> **Consignes**
1: Extrais mot pour mot du texte sur les discriminations dans le sport le passage allant de « Les discrimination dans » à « 57 % pour les personnes LGBTQI+. ».
2: Affiche, s'il te plaît, toutes les lignes fournies qui contiennent la chaîne « tree ». La casse compte.

> **Extrait du texte**
Dévaluation des valeurs féminines 

Louise Déjean, chercheuse associée au Centre de recherche sur les liens sociaux est intervenue lors de la conférence de presse du 17 mai. Elle a mené un important travail de recherche sur l’hétéronormativité au sein de sections de sport de combat de deux associations franciliennes. Lors de sa prise de parole, elle a expliqué avoir constaté que les positions queerphobes dans le sport sont influencées en partie par les variables de genre. « On observe une dévaluation des valeurs féminines et une supériorité des valeurs masculines », analyse la chercheuse. Et de poursuivre : « Il ne faut pas dissocier la question des LGBTphobies de la question du sexisme puisque ce sont des mécanismes qui sont liés ». Aborder l’inclusion des personnes transgenres et intersexes dans le sport à travers un prisme biomédical semble donc être une impasse si les aspects socioculturels et économiques ne sont pas pris en compte.

Au-delà de ces questions, d’autres pistes existent comme la remise en question de la bicatégorisation masculin/féminin qui structure le sport. Dans son étude, le CCES explique que « les politiques ayant un impact sur la participation des femmes transgenres dans le sport d’élite perpétuent une longue histoire d’exclusion des femmes des sports de compétition – une exclusion qui est d’ailleurs à l’origine de la création d’une catégorie “femme” dans les sports ». Pour Louise Déjean, il y a là une voie à privilégier : « Il faudrait favoriser une approche sportive mixte et dégenrée ». 

* Le terme « dyadique » désigne les personnes dont les caractéristiques physiques, chromosomique et/ou hormonales correspondent aux définitions binaires types des corps masculins et féminins. Les personnes dyadiques sont des personnes non-intersexes. 

Les discrimination dans le milieu sportif en chiffres :

  • 40 % des Français·es estiment que l’homophobie et la transphobie circulent davantage dans les sports en équipe et 57 % pour les personnes LGBTQI+. 
  • 46 % des Français·es ont été témoins d’un comportement homophobe ou transphobe dans le milieu sportif, un chiffre qui monte à 73 % pour les personnes LGBTQI+.
  • 29 % des personnes LGBTQI+ ne font pas leur coming out dans le milieu sportif.

> **Lignes fournies**
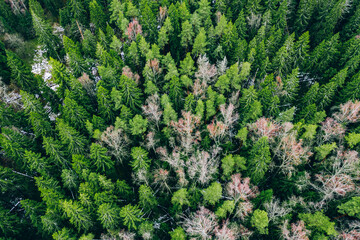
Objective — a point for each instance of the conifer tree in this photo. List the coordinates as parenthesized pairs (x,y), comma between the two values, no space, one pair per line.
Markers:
(97,15)
(77,214)
(108,215)
(101,160)
(71,138)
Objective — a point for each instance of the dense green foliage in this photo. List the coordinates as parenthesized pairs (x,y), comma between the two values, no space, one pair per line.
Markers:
(143,119)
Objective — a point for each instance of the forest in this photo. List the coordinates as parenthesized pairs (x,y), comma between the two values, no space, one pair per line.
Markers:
(179,119)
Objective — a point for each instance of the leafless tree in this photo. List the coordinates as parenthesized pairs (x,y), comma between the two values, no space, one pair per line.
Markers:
(297,231)
(186,129)
(201,167)
(206,71)
(200,224)
(275,209)
(226,233)
(349,112)
(152,109)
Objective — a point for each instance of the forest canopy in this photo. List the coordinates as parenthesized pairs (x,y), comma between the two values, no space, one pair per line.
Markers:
(198,119)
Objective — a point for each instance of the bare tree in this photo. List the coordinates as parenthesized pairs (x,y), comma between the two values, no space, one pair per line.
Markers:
(265,127)
(173,159)
(117,142)
(290,152)
(339,179)
(226,233)
(332,129)
(200,224)
(152,109)
(133,30)
(186,127)
(201,167)
(349,112)
(206,71)
(297,231)
(276,210)
(241,189)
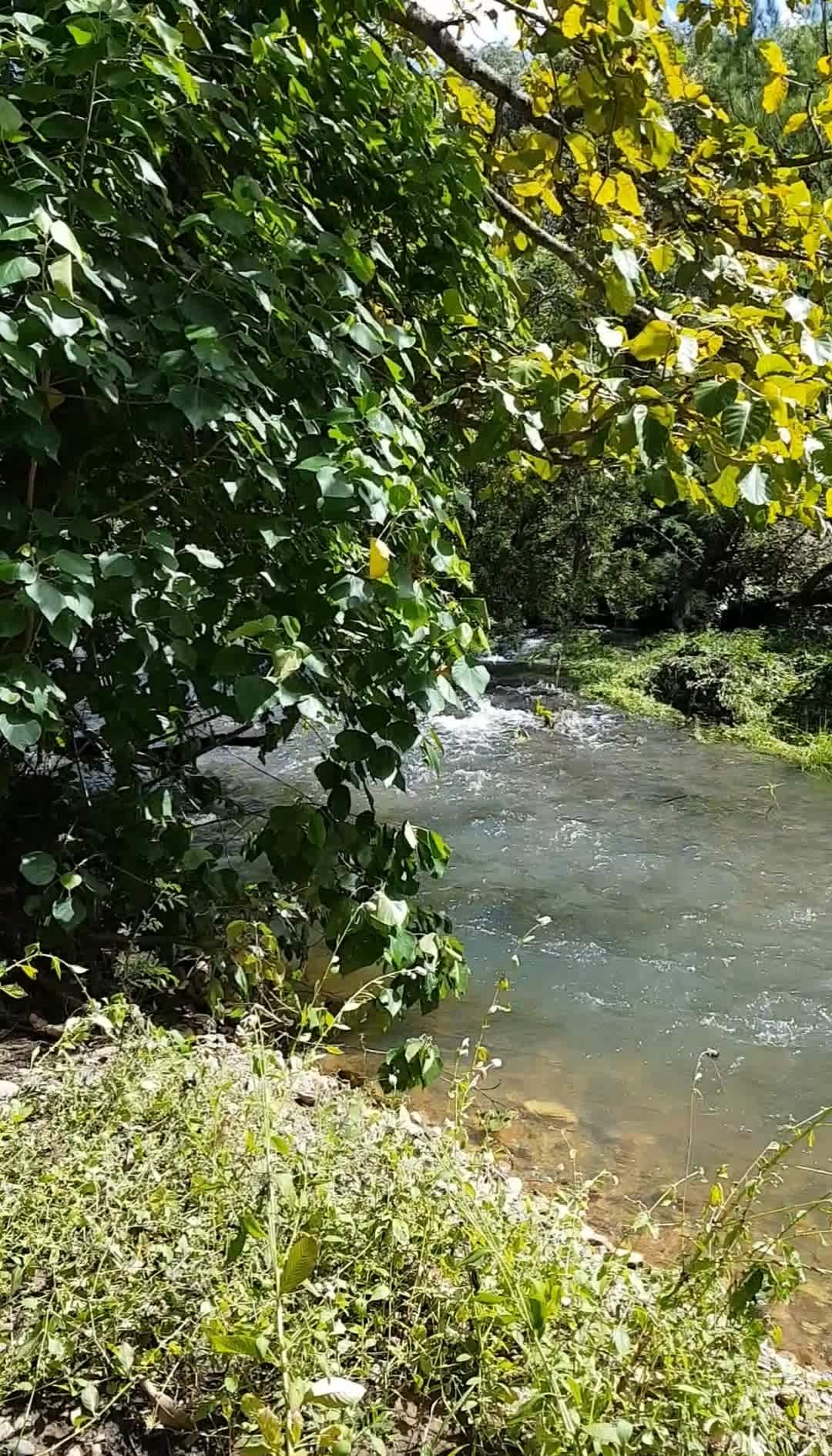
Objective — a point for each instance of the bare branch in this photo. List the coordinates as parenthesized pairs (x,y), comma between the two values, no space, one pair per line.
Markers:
(523,12)
(555,245)
(416,19)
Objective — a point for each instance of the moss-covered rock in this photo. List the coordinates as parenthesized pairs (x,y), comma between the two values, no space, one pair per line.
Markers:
(722,681)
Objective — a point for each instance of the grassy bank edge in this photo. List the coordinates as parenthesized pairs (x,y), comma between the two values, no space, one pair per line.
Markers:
(238,1243)
(617,674)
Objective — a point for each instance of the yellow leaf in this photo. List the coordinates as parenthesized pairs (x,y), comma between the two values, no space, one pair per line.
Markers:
(582,150)
(774,59)
(773,364)
(662,256)
(532,188)
(655,341)
(627,194)
(724,488)
(601,189)
(774,93)
(572,25)
(379,560)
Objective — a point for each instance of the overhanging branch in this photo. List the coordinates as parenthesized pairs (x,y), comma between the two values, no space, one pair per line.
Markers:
(416,19)
(555,245)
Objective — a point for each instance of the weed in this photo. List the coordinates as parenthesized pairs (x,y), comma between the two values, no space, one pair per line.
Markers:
(763,689)
(299,1279)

> **Réponses**
1:
Les discrimination dans le milieu sportif en chiffres :

  • 40 % des Français·es estiment que l’homophobie et la transphobie circulent davantage dans les sports en équipe et 57 % pour les personnes LGBTQI+.

2:
Objective — a point for each instance of the conifer tree in this photo. List the coordinates as parenthesized pairs (x,y), comma between the two values, no space, one pair per line.
Objective — a point for each instance of the leafless tree in this photo. List the coordinates as parenthesized pairs (x,y), comma between the two values, no space, one pair per line.
Objective — a point for each instance of the bare tree in this photo. List the coordinates as parenthesized pairs (x,y), comma between the two values, no space, one pair per line.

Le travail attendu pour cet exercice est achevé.